--- Begin Stored rows ---
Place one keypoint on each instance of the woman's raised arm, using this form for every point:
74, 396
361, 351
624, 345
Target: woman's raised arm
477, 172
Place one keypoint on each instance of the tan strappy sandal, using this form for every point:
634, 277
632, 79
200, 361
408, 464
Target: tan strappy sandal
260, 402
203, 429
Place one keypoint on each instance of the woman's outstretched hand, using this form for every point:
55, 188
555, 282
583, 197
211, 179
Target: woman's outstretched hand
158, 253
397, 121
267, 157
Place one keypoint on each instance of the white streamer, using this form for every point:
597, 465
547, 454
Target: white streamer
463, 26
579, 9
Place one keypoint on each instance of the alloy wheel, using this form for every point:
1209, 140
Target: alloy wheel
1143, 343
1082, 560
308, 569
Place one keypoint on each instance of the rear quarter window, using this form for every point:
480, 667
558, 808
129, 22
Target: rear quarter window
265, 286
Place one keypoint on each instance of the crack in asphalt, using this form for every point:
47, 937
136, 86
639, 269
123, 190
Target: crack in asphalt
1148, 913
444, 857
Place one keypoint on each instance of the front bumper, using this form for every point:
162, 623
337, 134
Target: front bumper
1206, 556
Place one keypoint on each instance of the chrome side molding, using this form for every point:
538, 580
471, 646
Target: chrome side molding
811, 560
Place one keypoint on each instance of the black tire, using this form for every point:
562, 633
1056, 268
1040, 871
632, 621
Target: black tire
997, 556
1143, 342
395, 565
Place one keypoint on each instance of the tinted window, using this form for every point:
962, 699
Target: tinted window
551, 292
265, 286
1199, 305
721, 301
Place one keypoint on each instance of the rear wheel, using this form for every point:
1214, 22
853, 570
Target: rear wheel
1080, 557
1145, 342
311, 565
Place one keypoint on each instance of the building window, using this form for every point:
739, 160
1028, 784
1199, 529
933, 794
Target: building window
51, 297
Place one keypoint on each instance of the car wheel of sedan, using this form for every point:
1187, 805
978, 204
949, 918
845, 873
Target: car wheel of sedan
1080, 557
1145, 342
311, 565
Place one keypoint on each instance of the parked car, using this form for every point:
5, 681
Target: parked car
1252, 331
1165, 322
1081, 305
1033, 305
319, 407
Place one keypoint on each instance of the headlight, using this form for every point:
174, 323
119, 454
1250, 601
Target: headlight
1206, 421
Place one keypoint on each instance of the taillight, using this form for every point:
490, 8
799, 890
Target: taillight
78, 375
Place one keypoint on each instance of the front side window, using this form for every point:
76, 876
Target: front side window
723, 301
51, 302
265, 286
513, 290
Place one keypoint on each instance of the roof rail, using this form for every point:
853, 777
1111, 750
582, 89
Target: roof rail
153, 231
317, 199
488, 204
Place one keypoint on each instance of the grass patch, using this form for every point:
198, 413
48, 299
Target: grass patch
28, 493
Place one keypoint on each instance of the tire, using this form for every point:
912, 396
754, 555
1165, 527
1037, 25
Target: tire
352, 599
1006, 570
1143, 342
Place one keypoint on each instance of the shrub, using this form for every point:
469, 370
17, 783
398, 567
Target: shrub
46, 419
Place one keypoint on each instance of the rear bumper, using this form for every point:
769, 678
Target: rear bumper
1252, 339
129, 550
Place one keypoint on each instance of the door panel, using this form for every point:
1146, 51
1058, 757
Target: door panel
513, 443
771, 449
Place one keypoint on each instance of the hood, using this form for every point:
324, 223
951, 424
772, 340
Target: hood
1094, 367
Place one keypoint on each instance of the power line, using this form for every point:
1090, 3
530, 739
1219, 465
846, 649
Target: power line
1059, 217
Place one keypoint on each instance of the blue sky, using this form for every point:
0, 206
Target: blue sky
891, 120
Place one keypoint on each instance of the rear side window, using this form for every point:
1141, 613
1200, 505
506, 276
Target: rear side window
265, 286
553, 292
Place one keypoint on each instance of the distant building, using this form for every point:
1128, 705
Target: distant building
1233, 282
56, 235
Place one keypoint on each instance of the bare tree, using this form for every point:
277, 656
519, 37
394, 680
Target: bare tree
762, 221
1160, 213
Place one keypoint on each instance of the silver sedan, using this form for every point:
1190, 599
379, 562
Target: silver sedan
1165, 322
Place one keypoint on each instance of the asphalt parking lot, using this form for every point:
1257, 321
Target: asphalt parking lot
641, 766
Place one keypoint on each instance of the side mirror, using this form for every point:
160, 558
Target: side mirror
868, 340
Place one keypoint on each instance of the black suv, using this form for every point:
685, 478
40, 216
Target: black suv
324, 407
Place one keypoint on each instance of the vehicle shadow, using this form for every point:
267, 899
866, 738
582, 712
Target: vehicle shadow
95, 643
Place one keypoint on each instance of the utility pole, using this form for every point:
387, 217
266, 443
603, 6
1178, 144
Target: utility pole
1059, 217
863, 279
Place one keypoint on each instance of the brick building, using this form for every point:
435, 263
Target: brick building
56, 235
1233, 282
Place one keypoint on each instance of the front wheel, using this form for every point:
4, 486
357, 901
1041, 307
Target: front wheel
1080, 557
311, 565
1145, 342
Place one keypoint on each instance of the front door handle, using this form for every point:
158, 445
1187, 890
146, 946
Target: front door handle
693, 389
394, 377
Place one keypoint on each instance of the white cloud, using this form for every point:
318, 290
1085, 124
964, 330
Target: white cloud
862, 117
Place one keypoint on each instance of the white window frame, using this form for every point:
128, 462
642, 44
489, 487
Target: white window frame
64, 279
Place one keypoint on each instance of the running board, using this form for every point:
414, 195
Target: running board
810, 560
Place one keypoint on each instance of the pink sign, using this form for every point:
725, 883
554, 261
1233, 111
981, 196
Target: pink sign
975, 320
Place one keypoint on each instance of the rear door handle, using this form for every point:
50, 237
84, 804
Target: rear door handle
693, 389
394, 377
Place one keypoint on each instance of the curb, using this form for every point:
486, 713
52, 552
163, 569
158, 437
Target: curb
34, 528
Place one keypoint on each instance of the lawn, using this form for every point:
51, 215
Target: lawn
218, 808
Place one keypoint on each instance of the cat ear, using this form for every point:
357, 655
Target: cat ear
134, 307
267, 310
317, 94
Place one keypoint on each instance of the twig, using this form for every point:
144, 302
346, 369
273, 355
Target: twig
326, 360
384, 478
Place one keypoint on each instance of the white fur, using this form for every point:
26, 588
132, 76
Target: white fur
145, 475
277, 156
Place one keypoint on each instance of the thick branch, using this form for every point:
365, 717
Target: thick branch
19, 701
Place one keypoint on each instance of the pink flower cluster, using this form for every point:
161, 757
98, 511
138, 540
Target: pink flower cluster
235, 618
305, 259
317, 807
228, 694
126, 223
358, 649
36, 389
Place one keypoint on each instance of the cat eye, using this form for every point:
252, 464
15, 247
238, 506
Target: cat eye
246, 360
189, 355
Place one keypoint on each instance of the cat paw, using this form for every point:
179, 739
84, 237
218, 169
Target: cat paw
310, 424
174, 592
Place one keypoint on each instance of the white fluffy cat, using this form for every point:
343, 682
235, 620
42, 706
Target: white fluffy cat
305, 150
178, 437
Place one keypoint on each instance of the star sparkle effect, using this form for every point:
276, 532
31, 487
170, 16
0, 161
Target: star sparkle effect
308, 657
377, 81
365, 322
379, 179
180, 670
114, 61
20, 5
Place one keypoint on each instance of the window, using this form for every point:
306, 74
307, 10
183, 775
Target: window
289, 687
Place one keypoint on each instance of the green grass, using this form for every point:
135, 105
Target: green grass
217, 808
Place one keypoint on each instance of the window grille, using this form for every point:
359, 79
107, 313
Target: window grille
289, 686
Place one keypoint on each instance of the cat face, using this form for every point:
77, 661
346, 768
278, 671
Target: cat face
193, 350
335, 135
--- End Stored rows ---
**What this task involves:** Convert every line of the listing above into a JSON list of strings, one string per line, leaving out blank lines.

**Exercise result:**
[
  "Place one keypoint on each instance of the woman's raised arm, using this form for every point:",
  "74, 396",
  "361, 351",
  "624, 345",
  "Target: woman's raised arm",
  "477, 172",
  "Place one keypoint on each instance of the tan strappy sandal, using this form for every point:",
  "634, 277",
  "632, 79",
  "200, 361",
  "408, 464",
  "Target: tan strappy sandal",
  "260, 402",
  "203, 429",
  "Place one keypoint on each instance of the woman's outstretched hand, using this form for every point:",
  "55, 188",
  "555, 282",
  "583, 197",
  "211, 179",
  "Target: woman's outstretched hand",
  "158, 253",
  "397, 121",
  "267, 157",
  "Place one keypoint on each instance of the white streamer, using this form for every point:",
  "597, 465",
  "547, 454",
  "Target: white streamer",
  "463, 26",
  "579, 9",
  "Place one keypoint on each instance of the alloy wheel, using this form for every point:",
  "1209, 140",
  "Target: alloy wheel",
  "1143, 343",
  "1082, 560",
  "308, 569",
  "Place one keypoint on each instance of the rear quarter window, using this form for every point:",
  "480, 667",
  "558, 808",
  "129, 22",
  "Target: rear quarter window",
  "265, 286",
  "Place one keypoint on each instance of the crack in asphalt, using this form for every point:",
  "47, 937",
  "136, 86",
  "639, 269",
  "123, 190",
  "Target: crack in asphalt",
  "1148, 913",
  "444, 857",
  "Place one keypoint on each instance of the front bumper, using this form for every point:",
  "162, 623",
  "337, 134",
  "Target: front bumper",
  "1206, 556",
  "Place one keypoint on each instance of the chrome side molding, using this form for every point:",
  "538, 580",
  "471, 646",
  "Target: chrome side molding",
  "811, 560",
  "Place one keypoint on each instance of the black tire, using this form for every point:",
  "562, 633",
  "1056, 268",
  "1040, 871",
  "632, 621",
  "Target: black tire",
  "997, 556",
  "1143, 342",
  "395, 565",
  "Place one keypoint on each instance of the tinted window, using this form for every point:",
  "962, 699",
  "Target: tinted window",
  "551, 292",
  "265, 286",
  "1199, 305",
  "721, 301",
  "Place one keypoint on each instance of the rear wheel, using this form for every point:",
  "1214, 22",
  "853, 570",
  "Target: rear wheel",
  "1080, 557",
  "1145, 342",
  "311, 565",
  "Place one keypoint on each instance of the building window, using this form for every point:",
  "739, 160",
  "1028, 784",
  "1199, 529",
  "933, 794",
  "Target: building window",
  "51, 297",
  "Place one keypoint on each instance of the car wheel of sedan, using this form for every point:",
  "1187, 805",
  "978, 204",
  "949, 918",
  "845, 873",
  "Target: car wheel of sedan",
  "1080, 557",
  "1145, 342",
  "311, 565",
  "Place one keypoint on each instance of the parked car, using this form for every point:",
  "5, 681",
  "Target: parked car",
  "1252, 331",
  "1165, 322",
  "1081, 305",
  "1033, 305",
  "319, 407",
  "Place one keypoint on each instance of the headlight, using this form for every point:",
  "174, 323",
  "119, 454",
  "1250, 601",
  "Target: headlight",
  "1206, 421",
  "Place one keypoint on each instance of the taillight, using this form for every point:",
  "490, 8",
  "799, 890",
  "Target: taillight",
  "78, 375",
  "Place one keypoint on each instance of the front side window, using this form for every point:",
  "76, 876",
  "Target: front side window",
  "723, 301",
  "51, 302",
  "265, 286",
  "513, 290",
  "Place one keypoint on each instance of the roof rail, using this form for every point:",
  "853, 777",
  "1111, 750",
  "582, 89",
  "Target: roof rail",
  "153, 231",
  "317, 199",
  "488, 204",
  "Place one keypoint on each instance of the grass patch, using this form for every point:",
  "198, 413",
  "48, 299",
  "Target: grass patch",
  "28, 493",
  "Place one keypoint on each instance of the tire, using this form for every point:",
  "912, 396",
  "754, 555",
  "1165, 527",
  "1037, 25",
  "Target: tire",
  "352, 599",
  "1006, 570",
  "1143, 342",
  "Place one keypoint on each instance of the shrub, using this form for every point:",
  "469, 370",
  "17, 783",
  "398, 567",
  "Target: shrub",
  "46, 419",
  "Place one keypoint on each instance of the rear bumper, using this form for every point:",
  "769, 678",
  "Target: rear bumper",
  "1252, 339",
  "129, 550",
  "Place one keypoint on each instance of the door panel, using this form for every point:",
  "1146, 51",
  "1058, 757",
  "Target: door panel",
  "513, 443",
  "771, 449",
  "Place one keypoint on each instance of the hood, using this form for every point:",
  "324, 223",
  "951, 424",
  "772, 340",
  "Target: hood",
  "1094, 367",
  "Place one keypoint on each instance of the power line, using this form for every point:",
  "1090, 3",
  "530, 739",
  "1219, 465",
  "846, 649",
  "Target: power line",
  "1059, 217",
  "Place one keypoint on each instance of the blue sky, using this form for every point:",
  "0, 206",
  "Target: blue sky",
  "891, 120",
  "Place one keypoint on each instance of the rear side window, using this form for every point:",
  "1141, 613",
  "1200, 505",
  "506, 276",
  "Target: rear side window",
  "265, 286",
  "553, 292",
  "Place one keypoint on each instance of the distant building, using this form for every point:",
  "1128, 705",
  "Target: distant building",
  "1233, 282",
  "56, 235",
  "Place one keypoint on each instance of the bare tree, using this form for every point:",
  "277, 656",
  "519, 37",
  "394, 680",
  "Target: bare tree",
  "762, 221",
  "1160, 213",
  "Place one keypoint on each instance of the silver sedan, using this form for every point:",
  "1190, 599",
  "379, 562",
  "Target: silver sedan",
  "1165, 322",
  "Place one keypoint on each instance of the asphalt parking lot, using this form for every point:",
  "1257, 321",
  "Target: asphalt parking lot",
  "641, 766",
  "Place one keypoint on each instance of the side mirror, using this form for every point:",
  "160, 558",
  "Target: side mirror",
  "868, 340",
  "Place one keypoint on each instance of the black suv, using this form for every point:",
  "685, 478",
  "40, 216",
  "Target: black suv",
  "324, 407",
  "Place one keypoint on each instance of the vehicle shadow, using this form for every point:",
  "267, 899",
  "866, 738",
  "582, 712",
  "Target: vehicle shadow",
  "95, 643",
  "Place one keypoint on each instance of the utility pole, using this form for every point:",
  "387, 217",
  "266, 443",
  "603, 6",
  "1178, 144",
  "Target: utility pole",
  "1059, 217",
  "863, 279",
  "Place one keypoint on each instance of the brick building, using this form for every point:",
  "435, 263",
  "Target: brick building",
  "56, 235",
  "1233, 282",
  "Place one keypoint on each instance of the front wheel, using this form for every point:",
  "4, 486",
  "357, 901",
  "1041, 307",
  "Target: front wheel",
  "1080, 557",
  "311, 565",
  "1145, 342",
  "Place one keypoint on each instance of the front door handle, using this form for every point:",
  "158, 445",
  "1187, 890",
  "146, 946",
  "Target: front door handle",
  "693, 389",
  "394, 377",
  "Place one keypoint on each instance of the white cloud, using this form for every point:",
  "318, 290",
  "1085, 124",
  "964, 330",
  "Target: white cloud",
  "862, 117",
  "Place one keypoint on each instance of the white window frame, using this form for every point:",
  "128, 462",
  "642, 44",
  "489, 487",
  "Target: white window frame",
  "64, 279",
  "Place one keypoint on each instance of the running board, using this form for every point:",
  "414, 195",
  "Target: running board",
  "810, 560",
  "Place one keypoint on each instance of the pink sign, using this form for every point:",
  "725, 883",
  "554, 261",
  "1233, 111",
  "981, 196",
  "Target: pink sign",
  "975, 320",
  "Place one keypoint on each instance of the rear door handle, using this form for every point:",
  "50, 237",
  "84, 804",
  "Target: rear door handle",
  "693, 389",
  "394, 377",
  "Place one keypoint on each instance of the curb, using this form for every point:",
  "486, 713",
  "52, 552",
  "163, 569",
  "158, 437",
  "Target: curb",
  "34, 528",
  "Place one keypoint on each instance of the lawn, using this form for every point:",
  "51, 215",
  "Target: lawn",
  "218, 808",
  "Place one keypoint on each instance of the cat ear, using this form for every point:",
  "357, 655",
  "Target: cat ear",
  "134, 307",
  "267, 310",
  "317, 94",
  "Place one keypoint on each instance of the twig, using this form for every point:",
  "144, 302",
  "346, 369",
  "273, 355",
  "Target: twig",
  "326, 360",
  "384, 478",
  "Place one keypoint on each instance of the white fur, using this form for every point:",
  "26, 588",
  "132, 76",
  "Target: white fur",
  "145, 475",
  "277, 156",
  "Place one keypoint on each instance of the thick branch, using this form for every point:",
  "365, 717",
  "Target: thick branch",
  "19, 701",
  "Place one keypoint on each instance of the pink flower cluster, using this form for every point:",
  "161, 757",
  "98, 511",
  "138, 540",
  "Target: pink flower cluster",
  "235, 618",
  "305, 259",
  "317, 807",
  "228, 694",
  "126, 223",
  "358, 649",
  "36, 389",
  "Place one keypoint on each instance of the cat eye, using this form for every point:",
  "252, 464",
  "15, 247",
  "238, 506",
  "Target: cat eye",
  "246, 360",
  "189, 355",
  "Place one keypoint on each instance of the cat paw, using this form for every point:",
  "179, 739",
  "84, 237",
  "218, 169",
  "Target: cat paw",
  "310, 424",
  "174, 592",
  "Place one keypoint on each instance of the white fluffy cat, using this form for every point:",
  "343, 682",
  "235, 620",
  "42, 706",
  "Target: white fluffy cat",
  "305, 150",
  "178, 437",
  "Place one keypoint on each instance of the star sparkle effect, using this form for every point:",
  "276, 532",
  "31, 487",
  "170, 16",
  "0, 161",
  "Target: star sparkle effect",
  "308, 657",
  "377, 81",
  "365, 322",
  "379, 179",
  "180, 670",
  "114, 61",
  "20, 5",
  "Place one keypoint on each instance of the window, using this form for every point:",
  "306, 74",
  "307, 10",
  "183, 775",
  "Target: window",
  "289, 687",
  "Place one keypoint on each instance of the green grass, using this form for every point:",
  "135, 105",
  "Target: green grass",
  "217, 808",
  "Place one keypoint on each instance of the window grille, using this form for every point:",
  "359, 79",
  "107, 313",
  "Target: window grille",
  "289, 686",
  "Place one keypoint on each instance of the cat face, using this form for every point:",
  "77, 661",
  "346, 768",
  "278, 671",
  "Target: cat face",
  "193, 350",
  "335, 135"
]